### Task instructions
In the text about gaming, when did the writer play a first game of D&D?

### Exercise text
• • •
I've been playing games since the 1970's. My first 'video game' was an Atari Pong system my dad got from a coworker; it was broken and we fixed it and played Pong until the 2600 came out. I wish to all hell that I still had that Pong console as it would probably be worth something now. My first game of D&D was over the 4th of July weekend in 1982, just in time for the Stanic Panic to kick in.

I say these things so that the people reading can understand where I am coming from. Games and gaming and gamers have always been shit on. My parents burnt my D&D stuff, literally burnt it in a fire pit in 1984 because they were told I was worshiping the devil and that D&D was a system training me to be able to kill without remorse. Video games were rotting the minds of the youth of America. Then, the early 1990's happened. Us weird kids who played games and loved technology started making million of dollars and started buying advertising on traditional media. For a few years, encouraging your kids to play video games was seen as a gateway to a career in computers. I was no longer a kid by this time of course but I was working building computers, playing games and yet there were still people who thought it odd that a "grown man" would be playing computer games and Dungeons and Dragons. Yet my brother, a guy who would paint himself in a full body color scheme and scream for a sports team for four straight hours was considered normal and acceptable.

    Maybe some people should just stop letting their videogame hobby consume their lives so they don't have to get so defensive?

My post leads up to this statement and my rebuttal. How is the video game 'hobby' any different than any other hobby? Why doesn't the media act this way to all obsessive hobbies? People who decorate their whole homes in sports team trinkets? Normal. Slap a few dozen team decals on your car that you bought because it is your team's color? Normal. Spend $10,000 on cameras for a photography hobby? Normal. Buy broken down motorcycles and fix them up to the point where you are riding a new bike every 6-8 months? Normal.

Play video games? LOL manchild basement dwelling neckbeard loser. (Yet the LAN events that I co-run have to change layouts to accommodate all the families that come.)

This in your room makes you normal This in your room makes you, something else?

This attitude is apart of the whole social consciousness of our culture. Video games make people violent! (Yet the crime rate in the Us, Canada, Europe and Japan has plunged 80% since Doom came out). Video games make people aggressive! Aggressive does not mean violent, yet the two are always linked in these stories. Video games are rotting the brains of the youth of the nation! Actually.... the opposite may be true. Doctors are now being encouraged to play fast twitch games that use controllers as doctors who play games are faster surgeons, make fewer mistakes and have better hand-eye fine motor control Note this is from 2007.
• • •
### Data to examine

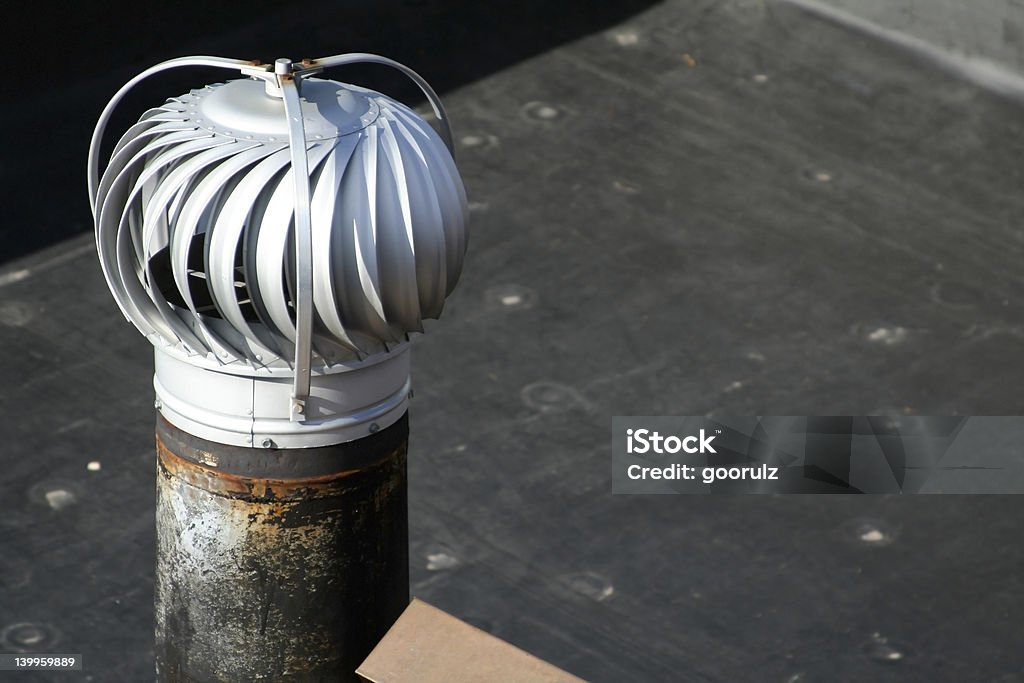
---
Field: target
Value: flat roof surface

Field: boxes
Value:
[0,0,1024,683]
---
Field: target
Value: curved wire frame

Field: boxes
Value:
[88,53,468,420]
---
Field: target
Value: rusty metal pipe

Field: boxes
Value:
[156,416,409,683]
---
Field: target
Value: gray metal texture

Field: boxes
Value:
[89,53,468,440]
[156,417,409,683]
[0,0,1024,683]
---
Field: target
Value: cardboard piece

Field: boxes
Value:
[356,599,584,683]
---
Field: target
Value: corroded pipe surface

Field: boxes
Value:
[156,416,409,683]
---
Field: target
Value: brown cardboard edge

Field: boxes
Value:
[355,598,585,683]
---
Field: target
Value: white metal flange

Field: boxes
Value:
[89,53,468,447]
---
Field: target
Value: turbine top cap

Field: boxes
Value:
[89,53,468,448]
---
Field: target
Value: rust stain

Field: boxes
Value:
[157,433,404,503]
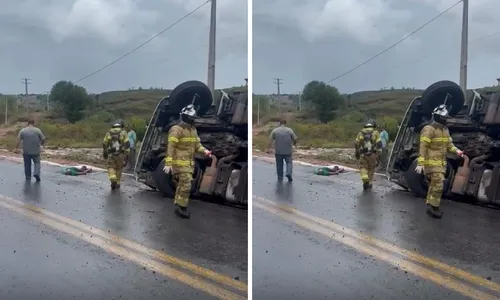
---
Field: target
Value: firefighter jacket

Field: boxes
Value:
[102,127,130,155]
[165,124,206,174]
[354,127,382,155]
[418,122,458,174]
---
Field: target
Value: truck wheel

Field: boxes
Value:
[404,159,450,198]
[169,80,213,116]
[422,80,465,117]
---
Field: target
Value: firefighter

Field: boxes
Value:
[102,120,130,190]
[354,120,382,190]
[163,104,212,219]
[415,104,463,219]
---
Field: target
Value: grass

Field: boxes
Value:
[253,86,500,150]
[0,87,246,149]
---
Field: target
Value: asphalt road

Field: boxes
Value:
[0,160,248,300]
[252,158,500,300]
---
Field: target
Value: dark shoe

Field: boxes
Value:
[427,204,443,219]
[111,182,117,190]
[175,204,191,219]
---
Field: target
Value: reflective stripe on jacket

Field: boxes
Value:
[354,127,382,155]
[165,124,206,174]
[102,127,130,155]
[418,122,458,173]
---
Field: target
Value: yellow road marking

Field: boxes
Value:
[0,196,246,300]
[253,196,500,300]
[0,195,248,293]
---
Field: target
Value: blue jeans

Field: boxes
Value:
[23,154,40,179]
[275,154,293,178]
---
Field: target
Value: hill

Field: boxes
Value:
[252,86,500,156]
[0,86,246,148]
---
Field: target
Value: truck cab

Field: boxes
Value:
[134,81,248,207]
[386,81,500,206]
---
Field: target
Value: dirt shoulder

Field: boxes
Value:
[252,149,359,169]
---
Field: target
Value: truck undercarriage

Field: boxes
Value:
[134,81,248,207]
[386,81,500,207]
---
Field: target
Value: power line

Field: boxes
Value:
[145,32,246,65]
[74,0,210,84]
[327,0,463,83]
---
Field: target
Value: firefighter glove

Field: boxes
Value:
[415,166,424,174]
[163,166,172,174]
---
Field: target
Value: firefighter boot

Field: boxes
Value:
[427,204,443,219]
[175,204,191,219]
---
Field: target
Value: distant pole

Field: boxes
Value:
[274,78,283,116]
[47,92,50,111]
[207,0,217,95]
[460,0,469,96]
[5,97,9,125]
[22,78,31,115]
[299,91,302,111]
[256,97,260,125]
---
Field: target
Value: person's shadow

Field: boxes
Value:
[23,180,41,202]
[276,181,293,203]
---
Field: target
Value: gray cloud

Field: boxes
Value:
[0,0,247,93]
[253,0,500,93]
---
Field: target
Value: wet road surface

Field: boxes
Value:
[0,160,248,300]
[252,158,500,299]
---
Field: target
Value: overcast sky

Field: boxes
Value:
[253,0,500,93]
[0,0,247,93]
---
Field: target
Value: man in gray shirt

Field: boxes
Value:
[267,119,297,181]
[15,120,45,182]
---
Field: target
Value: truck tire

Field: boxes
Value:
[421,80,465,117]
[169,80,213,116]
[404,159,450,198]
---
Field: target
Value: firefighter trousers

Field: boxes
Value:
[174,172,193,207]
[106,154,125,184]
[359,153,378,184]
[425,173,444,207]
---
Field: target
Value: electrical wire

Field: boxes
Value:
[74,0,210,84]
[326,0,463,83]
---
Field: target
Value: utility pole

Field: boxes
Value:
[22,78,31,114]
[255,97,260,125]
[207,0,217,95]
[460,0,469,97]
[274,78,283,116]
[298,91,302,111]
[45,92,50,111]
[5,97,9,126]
• • •
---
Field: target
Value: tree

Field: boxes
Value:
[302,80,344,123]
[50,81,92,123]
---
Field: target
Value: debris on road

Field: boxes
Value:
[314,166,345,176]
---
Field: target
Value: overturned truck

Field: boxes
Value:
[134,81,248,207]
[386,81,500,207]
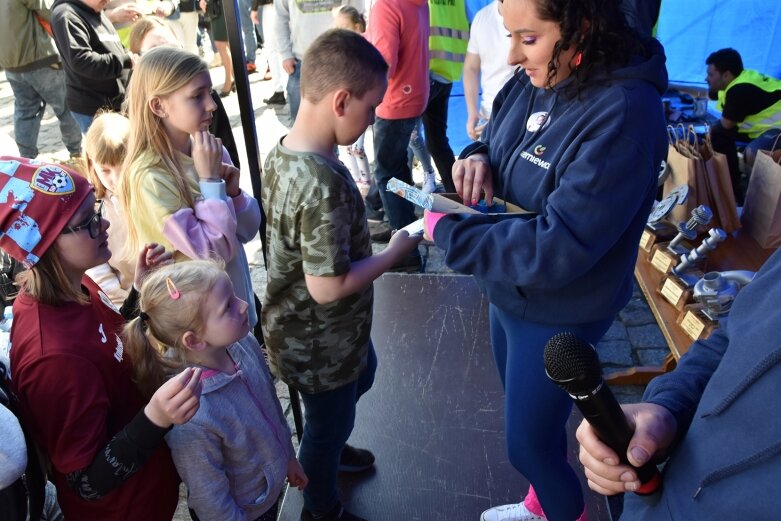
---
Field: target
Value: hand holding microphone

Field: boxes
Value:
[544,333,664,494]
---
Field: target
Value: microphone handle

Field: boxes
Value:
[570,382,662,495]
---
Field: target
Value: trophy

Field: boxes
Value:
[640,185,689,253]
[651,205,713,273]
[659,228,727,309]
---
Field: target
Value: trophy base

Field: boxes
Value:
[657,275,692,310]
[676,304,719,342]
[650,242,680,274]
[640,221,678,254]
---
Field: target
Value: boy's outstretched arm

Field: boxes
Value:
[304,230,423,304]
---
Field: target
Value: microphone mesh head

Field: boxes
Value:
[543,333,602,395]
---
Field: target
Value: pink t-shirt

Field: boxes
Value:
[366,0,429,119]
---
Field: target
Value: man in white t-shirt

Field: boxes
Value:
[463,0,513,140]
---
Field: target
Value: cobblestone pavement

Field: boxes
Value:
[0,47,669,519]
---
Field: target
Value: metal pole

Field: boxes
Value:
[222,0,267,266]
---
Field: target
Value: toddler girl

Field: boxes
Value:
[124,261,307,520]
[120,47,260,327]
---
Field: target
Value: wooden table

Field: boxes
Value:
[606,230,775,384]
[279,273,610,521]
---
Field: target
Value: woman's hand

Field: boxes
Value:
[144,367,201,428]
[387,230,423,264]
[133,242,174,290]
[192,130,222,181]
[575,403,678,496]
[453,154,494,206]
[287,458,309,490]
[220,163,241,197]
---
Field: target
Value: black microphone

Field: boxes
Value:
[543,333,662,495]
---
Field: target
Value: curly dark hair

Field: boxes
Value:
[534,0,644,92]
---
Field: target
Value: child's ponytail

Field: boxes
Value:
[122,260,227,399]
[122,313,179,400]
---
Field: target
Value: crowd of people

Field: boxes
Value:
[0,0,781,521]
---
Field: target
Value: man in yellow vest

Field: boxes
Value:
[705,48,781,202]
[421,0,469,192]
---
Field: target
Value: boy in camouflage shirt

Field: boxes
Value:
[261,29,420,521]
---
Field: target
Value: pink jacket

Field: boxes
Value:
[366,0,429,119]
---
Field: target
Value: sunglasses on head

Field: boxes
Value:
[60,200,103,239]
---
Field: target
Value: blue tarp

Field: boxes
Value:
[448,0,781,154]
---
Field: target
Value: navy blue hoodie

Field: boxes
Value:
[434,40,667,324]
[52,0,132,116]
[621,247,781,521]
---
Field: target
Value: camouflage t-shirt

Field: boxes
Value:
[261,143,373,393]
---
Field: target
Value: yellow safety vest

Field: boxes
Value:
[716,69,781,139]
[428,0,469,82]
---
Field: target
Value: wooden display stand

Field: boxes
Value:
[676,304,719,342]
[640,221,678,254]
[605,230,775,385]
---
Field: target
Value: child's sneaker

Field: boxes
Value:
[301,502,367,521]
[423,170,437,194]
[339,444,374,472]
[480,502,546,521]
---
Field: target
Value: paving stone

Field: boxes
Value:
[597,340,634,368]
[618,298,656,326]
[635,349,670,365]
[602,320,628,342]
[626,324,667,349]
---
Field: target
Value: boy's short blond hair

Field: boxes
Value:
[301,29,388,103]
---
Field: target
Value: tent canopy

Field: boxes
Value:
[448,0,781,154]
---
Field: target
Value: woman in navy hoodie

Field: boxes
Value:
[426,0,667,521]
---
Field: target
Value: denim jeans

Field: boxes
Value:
• • •
### Solution to this exercise
Over the 4th of July weekend in 1982.